Excerpts from point annotation data =>
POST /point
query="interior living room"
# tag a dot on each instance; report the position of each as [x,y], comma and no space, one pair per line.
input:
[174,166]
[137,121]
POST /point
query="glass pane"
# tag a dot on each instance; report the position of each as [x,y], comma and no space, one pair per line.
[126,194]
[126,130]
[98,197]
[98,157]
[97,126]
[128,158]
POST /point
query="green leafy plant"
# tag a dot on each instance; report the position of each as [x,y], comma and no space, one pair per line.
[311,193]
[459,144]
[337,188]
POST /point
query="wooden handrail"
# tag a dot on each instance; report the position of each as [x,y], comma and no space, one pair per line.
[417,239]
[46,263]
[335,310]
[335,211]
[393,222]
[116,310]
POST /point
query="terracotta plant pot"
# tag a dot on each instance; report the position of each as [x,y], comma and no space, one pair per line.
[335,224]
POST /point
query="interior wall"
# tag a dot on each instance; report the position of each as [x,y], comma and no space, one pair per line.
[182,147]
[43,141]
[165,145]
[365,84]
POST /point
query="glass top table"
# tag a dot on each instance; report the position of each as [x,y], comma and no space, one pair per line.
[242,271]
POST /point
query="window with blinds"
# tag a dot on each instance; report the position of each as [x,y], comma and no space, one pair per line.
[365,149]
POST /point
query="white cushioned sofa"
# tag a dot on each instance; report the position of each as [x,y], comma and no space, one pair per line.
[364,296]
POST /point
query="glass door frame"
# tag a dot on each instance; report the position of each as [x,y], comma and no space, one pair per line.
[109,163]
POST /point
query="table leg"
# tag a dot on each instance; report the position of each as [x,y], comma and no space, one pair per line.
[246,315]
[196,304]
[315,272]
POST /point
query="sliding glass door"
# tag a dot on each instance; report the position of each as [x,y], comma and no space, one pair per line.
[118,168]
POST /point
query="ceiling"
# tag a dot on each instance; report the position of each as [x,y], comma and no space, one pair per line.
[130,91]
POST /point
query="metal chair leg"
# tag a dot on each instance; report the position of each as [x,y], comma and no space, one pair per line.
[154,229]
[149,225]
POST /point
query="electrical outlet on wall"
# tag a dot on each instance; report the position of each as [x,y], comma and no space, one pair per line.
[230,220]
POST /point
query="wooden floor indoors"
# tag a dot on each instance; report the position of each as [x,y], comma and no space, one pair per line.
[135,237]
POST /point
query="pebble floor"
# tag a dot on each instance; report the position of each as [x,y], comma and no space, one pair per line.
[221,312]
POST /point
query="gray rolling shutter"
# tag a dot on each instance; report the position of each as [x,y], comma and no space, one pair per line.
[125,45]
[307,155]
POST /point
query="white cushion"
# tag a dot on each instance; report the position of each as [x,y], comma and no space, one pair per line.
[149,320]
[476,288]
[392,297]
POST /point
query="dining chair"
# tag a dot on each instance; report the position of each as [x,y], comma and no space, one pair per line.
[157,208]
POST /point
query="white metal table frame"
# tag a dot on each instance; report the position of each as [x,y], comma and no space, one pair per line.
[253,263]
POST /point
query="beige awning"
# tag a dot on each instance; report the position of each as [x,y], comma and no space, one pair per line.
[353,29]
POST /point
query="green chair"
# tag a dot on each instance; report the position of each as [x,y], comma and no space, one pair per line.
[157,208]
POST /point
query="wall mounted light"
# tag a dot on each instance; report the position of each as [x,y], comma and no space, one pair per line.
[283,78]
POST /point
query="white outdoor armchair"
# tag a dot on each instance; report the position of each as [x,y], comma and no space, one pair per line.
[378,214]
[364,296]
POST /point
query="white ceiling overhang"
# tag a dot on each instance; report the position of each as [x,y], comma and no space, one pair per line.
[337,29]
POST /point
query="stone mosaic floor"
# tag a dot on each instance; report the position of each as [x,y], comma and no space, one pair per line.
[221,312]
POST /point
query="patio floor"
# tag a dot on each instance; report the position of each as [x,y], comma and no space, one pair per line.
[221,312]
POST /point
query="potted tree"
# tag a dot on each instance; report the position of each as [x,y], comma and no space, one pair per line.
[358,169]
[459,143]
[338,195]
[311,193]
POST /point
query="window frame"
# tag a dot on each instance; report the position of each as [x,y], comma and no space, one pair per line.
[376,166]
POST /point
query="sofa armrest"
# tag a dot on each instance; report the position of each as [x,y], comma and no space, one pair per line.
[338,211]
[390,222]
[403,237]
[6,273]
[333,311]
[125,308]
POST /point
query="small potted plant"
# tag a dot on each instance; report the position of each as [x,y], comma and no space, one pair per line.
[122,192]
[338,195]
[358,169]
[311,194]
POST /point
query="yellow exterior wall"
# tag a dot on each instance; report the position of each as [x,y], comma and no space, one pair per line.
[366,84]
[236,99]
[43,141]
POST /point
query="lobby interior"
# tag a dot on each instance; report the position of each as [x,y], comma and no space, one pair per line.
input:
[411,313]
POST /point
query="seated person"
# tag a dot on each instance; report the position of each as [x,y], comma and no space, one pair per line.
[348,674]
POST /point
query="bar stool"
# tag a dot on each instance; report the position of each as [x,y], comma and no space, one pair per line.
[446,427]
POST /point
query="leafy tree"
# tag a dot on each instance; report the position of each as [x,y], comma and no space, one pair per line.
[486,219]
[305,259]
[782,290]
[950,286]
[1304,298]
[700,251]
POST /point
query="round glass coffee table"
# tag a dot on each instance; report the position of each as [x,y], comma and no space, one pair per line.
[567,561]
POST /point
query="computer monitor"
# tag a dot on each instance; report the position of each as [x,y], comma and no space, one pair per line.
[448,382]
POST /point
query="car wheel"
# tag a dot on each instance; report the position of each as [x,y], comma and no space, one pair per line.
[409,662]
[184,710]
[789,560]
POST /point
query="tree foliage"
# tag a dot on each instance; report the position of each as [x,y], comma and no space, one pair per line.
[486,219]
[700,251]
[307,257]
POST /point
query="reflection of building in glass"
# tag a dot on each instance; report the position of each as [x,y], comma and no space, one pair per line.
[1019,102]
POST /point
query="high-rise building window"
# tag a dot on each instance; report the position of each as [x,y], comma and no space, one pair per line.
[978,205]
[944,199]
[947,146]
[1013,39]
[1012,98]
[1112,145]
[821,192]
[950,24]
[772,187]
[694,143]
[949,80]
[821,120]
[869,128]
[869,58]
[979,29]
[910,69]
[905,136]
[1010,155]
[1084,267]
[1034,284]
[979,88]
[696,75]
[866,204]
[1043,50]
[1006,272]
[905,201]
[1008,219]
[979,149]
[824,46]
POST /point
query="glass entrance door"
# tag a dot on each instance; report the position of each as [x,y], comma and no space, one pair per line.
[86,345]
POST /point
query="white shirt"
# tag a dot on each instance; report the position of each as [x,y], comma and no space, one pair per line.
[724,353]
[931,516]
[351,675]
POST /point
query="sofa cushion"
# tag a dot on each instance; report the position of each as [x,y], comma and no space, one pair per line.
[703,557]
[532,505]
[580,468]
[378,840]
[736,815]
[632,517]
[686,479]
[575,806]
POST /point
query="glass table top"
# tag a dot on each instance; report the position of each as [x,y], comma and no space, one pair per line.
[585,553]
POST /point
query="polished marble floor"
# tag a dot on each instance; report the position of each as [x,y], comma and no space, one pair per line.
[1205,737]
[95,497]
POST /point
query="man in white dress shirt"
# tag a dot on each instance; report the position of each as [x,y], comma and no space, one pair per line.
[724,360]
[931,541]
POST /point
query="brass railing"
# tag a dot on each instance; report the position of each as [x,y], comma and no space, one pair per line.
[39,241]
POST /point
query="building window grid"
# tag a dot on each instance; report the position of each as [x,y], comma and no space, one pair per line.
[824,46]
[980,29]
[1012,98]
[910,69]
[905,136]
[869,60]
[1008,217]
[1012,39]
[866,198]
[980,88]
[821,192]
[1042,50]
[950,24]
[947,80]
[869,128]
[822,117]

Exercise =>
Count the lines above that contain the string "frame", treating case as significant, and give only the number.

Reply =>
3